Provided text
Not only has the development of resistance to established antibiotics become a challenge, so too has the ability of microorganisms to take advantage of changing practices and procedures in medicine and surgery. Microorganisms are found almost everywhere in our surroundings and they possess the potential to reproduce extremely rapidly; it is quite possible for cell division to occur every 20 minutes under favourable conditions. These characteristics mean that they can adapt readily to a changing environment and colonize new niches. One feature of modern surgery is the ever-increasing use of plastic, ceramic and metal devices that are introduced into the body for a wide variety of purposes, including the commonly encountered urinary or venous catheters and the less common intraocular lenses, heart valves, pacemakers and hip prostheses. Many bacteria have the potential to produce substances or structures that help them to attach to, and grow as biofilms over, the surfaces of these devices, even while combating the immune system of the body. Thus, colonization often necessitates removal and replacement of the device in question— often leading to great discomfort for the patient and substantial monetary cost to the healthcare service. It has been estimated that, on average, a hospital acquired infection results in an extra 14 days in hospital, a 10% increase in the chance of dying and an additional healthcare cost per patient of between £1700 and £ 4120. The development of strategies for eliminating, or at least restricting, the severity or consequences of these device related infections is a challenge for pharmacists and microbiologists within the industry, and for many other healthcare professionals.

Entries provided
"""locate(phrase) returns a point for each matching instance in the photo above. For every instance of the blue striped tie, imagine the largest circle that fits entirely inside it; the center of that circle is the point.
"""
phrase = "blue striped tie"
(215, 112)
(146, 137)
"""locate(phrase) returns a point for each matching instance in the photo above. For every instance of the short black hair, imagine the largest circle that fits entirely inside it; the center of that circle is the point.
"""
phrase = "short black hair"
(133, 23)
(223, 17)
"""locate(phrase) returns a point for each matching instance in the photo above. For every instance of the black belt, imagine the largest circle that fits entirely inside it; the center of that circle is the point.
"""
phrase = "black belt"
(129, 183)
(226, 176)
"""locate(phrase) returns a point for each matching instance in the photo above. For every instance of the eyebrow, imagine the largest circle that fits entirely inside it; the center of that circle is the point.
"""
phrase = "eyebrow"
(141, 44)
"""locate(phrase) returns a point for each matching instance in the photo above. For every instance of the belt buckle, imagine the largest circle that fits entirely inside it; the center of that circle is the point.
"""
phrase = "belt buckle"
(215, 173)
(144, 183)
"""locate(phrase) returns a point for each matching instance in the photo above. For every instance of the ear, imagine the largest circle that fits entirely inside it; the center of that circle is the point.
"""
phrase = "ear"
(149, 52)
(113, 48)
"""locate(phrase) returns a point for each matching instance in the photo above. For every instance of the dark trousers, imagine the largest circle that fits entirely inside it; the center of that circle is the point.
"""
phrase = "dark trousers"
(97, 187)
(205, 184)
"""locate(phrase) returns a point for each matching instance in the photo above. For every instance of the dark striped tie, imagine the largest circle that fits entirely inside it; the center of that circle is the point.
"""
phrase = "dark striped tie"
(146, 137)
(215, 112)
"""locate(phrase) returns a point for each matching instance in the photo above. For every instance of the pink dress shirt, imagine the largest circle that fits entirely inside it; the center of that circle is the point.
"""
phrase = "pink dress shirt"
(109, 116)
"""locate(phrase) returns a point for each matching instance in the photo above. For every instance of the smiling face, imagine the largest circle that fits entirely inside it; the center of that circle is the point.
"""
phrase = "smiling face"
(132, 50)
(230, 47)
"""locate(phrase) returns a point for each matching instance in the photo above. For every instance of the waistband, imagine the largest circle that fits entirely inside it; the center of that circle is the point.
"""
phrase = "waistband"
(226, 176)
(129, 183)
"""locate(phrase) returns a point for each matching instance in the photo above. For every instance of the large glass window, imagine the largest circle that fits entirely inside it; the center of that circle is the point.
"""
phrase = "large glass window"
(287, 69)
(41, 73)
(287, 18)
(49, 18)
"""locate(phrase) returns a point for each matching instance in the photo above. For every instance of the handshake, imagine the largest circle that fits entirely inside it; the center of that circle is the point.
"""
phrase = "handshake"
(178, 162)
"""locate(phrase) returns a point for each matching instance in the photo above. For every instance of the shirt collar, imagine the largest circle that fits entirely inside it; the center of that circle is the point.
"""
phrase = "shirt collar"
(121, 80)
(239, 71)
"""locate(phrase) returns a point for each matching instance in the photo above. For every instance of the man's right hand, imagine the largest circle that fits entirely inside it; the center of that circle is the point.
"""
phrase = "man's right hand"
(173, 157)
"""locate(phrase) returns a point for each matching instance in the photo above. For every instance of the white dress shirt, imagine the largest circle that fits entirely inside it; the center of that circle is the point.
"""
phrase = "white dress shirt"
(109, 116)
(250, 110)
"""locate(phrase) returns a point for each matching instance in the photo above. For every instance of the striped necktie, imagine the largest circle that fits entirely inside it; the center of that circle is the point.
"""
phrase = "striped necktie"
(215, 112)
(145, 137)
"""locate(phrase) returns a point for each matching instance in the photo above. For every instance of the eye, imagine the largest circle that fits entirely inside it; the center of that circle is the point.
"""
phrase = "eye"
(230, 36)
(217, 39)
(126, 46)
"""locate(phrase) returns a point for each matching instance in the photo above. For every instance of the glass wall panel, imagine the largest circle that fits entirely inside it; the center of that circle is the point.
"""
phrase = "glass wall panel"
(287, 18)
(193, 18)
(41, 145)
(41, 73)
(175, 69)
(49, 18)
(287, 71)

Your tasks
a – According to the passage on device-related infections, how many extra days in hospital does a hospital-acquired infection cause on average?
b – Write a continuation of the passage on device-related infections, starting after its final sentence.

Responses to the exercise
a – An extra 14 days.

b –
In addition to an improved understanding of the mechanisms of antibiotic resistance, of the links between antibiotic resistance and misuse, and of the factors influencing the initiation of infections in the body, our insights into the role of microorganisms in other disease states have broadened significantly in recent years. Until about 1980 it was probably true to say that there was little or no recognition of the possibility that microorganisms might have a role to play in human diseases other than clear-cut infections. In recent years, however, our perception of the scope of microorganisms as agents of disease has been changed by the discovery that Helicobacter pylori is intimately involved in the development of gastric or duodenal ulcers and stomach cancer; by the findings that viruses can cause cancers of the liver, blood and cervix; and by the suspected involvement of microorganisms in diverse conditions like chronic fatigue syndrome and Alzheimer’s disease. These, and other conditions like Bell ’s palsy, atherosclerosis and multiple sclerosis, were amongst 16 chronic diseases suspected of having infectious origins that were named in a 2005 report published by the American Academy of Microbiology.


Clearly, a knowledge of the mechanisms whereby microorganisms are able to resist antibiotics, colonize medical devices and cause or predispose humans to other disease states is essential in the development not only of new antibiotics, but of other medicines and healthcare practices that minimize the risks of these adverse situations developing.